• **TEXT**

#####

Cooperative vs. competitive for games and drills

Generally speaking, there are two types of games and drills you can use in your volleyball training. One is cooperative where the group is working together toward some objective. The other is competitive where you divide the group and pit one part against the other. Each type of approach has its uses.

Cooperative

Broadly, going cooperative means having a collective goal. That could be something like 20 good passes when doing a serving and passing drill. The Continuous Cross-Court Hitting drill is a game-play example of a cooperative drill.

I personally find these sorts of exercises most useful when working on decision-making. For example, the Hard Drill – and variations on it – is good to help players learn when they should attack aggressively and when they should keep the ball in play. It helps train a more intentional type of play, as well as control.

There is a drawback to cooperative activities, though. The players tend not to challenge each other as much. In serve and pass the serves are a bit easier. In drills with hitters attacking, the swings are not as aggressive. Even if you make it a point to only count the hard swings, they still won’t be consistently as hard as would otherwise be the case. It’s a trade-off. You have to weigh the benefits of the control elements against this.

#####

• **ENTRIES SHOWN**
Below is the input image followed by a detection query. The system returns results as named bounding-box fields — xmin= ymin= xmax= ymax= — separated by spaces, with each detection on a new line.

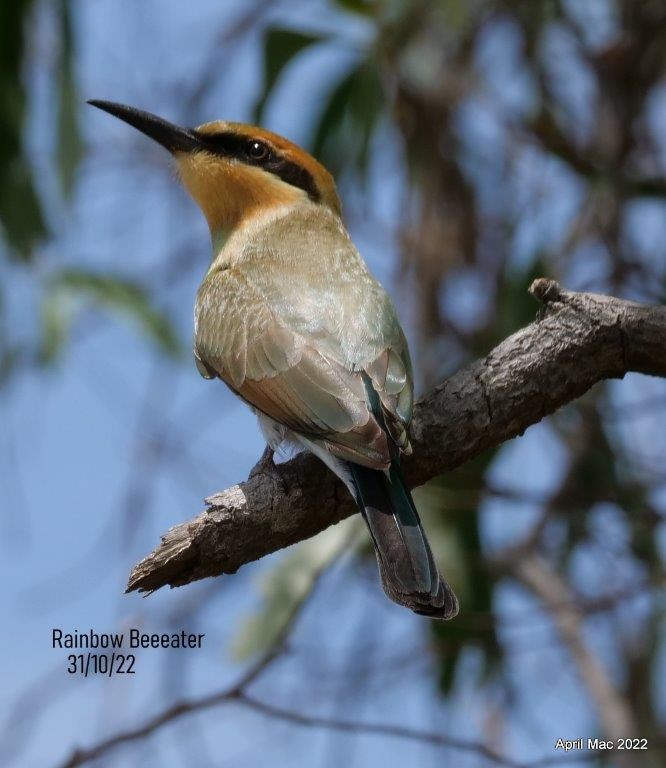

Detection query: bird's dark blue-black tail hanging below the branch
xmin=348 ymin=460 xmax=458 ymax=619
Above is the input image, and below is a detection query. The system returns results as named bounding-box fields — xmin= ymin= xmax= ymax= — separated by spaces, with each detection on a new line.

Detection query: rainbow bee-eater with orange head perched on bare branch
xmin=88 ymin=100 xmax=458 ymax=619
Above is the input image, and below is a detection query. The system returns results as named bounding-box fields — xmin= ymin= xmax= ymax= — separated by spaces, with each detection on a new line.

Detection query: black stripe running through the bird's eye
xmin=191 ymin=133 xmax=321 ymax=203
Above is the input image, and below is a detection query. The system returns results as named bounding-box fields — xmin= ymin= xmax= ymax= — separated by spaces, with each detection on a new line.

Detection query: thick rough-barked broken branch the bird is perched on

#####

• **EXERCISES TO COMPLETE**
1. In the volleyball text, rename "swings" to "hits" and write out the passage between "There is a drawback" and "elements against this.", inclusive.
2. Answer these questions about the volleyball text.
(a) How many good passes does the text give as a possible collective goal in a serving and passing drill?
(b) Which drill does the text say helps players learn when to attack aggressively and when to keep the ball in play?
(c) What drawback of cooperative activities does the text name?
Base every answer on the text alone.

• **RESPONSES TO THE TASKS**
1.
There is a drawback to cooperative activities, though. The players tend not to challenge each other as much. In serve and pass the serves are a bit easier. In drills with hitters attacking, the hits are not as aggressive. Even if you make it a point to only count the hard hits, they still won’t be consistently as hard as would otherwise be the case. It’s a trade-off. You have to weigh the benefits of the control elements against this.

2.
(a) 20 good passes.
(b) The Hard Drill, along with variations on it.
(c) Players tend not to challenge each other as much.